_Problem description_
Answer these questions from the passage on creditor priority:
1. When does creditor priority generally matter?
2. What form do liquidation preferences usually take in the VC world?
3. What situation does the comment say a bank's note may have specific language to cover?

_Provided passage_
•••
Debt holders do not have priority when the debtor is sold, as the debtor remains in existence. Creditor priority generally matters only where an entity's debt structure is being altered, such as in a bankruptcy, liquidation, or debt restructuring. However, your example is correct if the bank held convertible debt, exercised the option to convert the debt to equity, and the converted equity carried a liquidation preference. (Note that "liquidation" shows up twice in this paragraph but the two usages have very different meanings. "Liquidation" refers to the termination of a corporate business and the distribution of its assets to its creditors and shareholders; "liquidation preference" refers to the maximum return a preferred stockholder may receive when it "liquidates" its holdings in a company as part of an exit event before the common shareholders or subordinated preferred shareholders receive their returns. In the Non-VC world, liquidation preferences are almost always fixed numbers; in the VC-world, liquidation preferences are usually multiples.)

1 comments

It would be more accurate of me to say that "In my experience, banks require terms in their lending contract to a startup that results in their notes being paid before anything else."

Clearly there are legal regulations around a company going through bankruptcy and/or restructuring, however when an acquisition is occurring outside the structure of dissolution, which is to say the company is being sold to another entity while it is nominally a going concern, the bank's note may (and my experience does) have specific language to cover that situation and its primacy with respect to where the funds from such a sale might be disbursed :-). The good news is that can also keep a bank from "forcing" a company into default which starts to limit what options they have going forward.
•••
_Material_
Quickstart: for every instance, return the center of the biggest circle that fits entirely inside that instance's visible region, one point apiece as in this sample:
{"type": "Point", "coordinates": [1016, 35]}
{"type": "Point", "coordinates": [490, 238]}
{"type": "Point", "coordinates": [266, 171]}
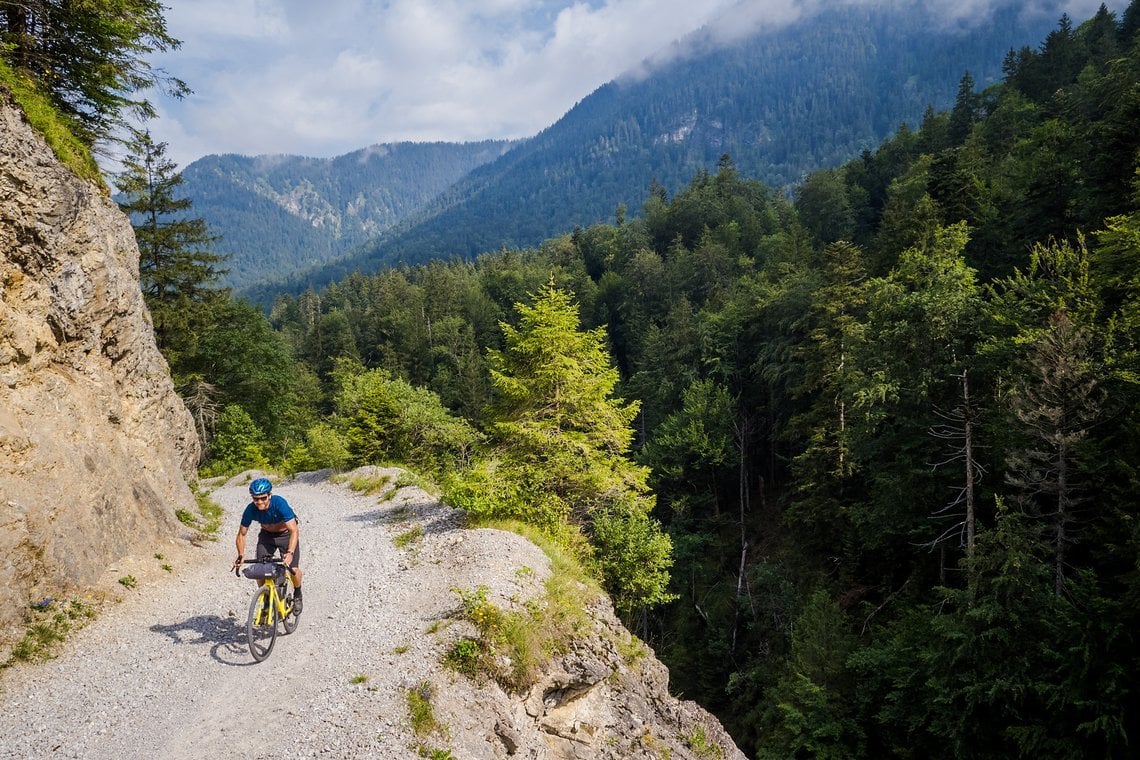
•••
_Reply to the exercise_
1. Where an entity's debt structure is being altered, such as in a bankruptcy, liquidation, or debt restructuring.
2. They are usually multiples.
3. An acquisition outside the structure of dissolution, where the company is sold to another entity while it is nominally a going concern. The language covers the note's primacy in how the funds from that sale are disbursed.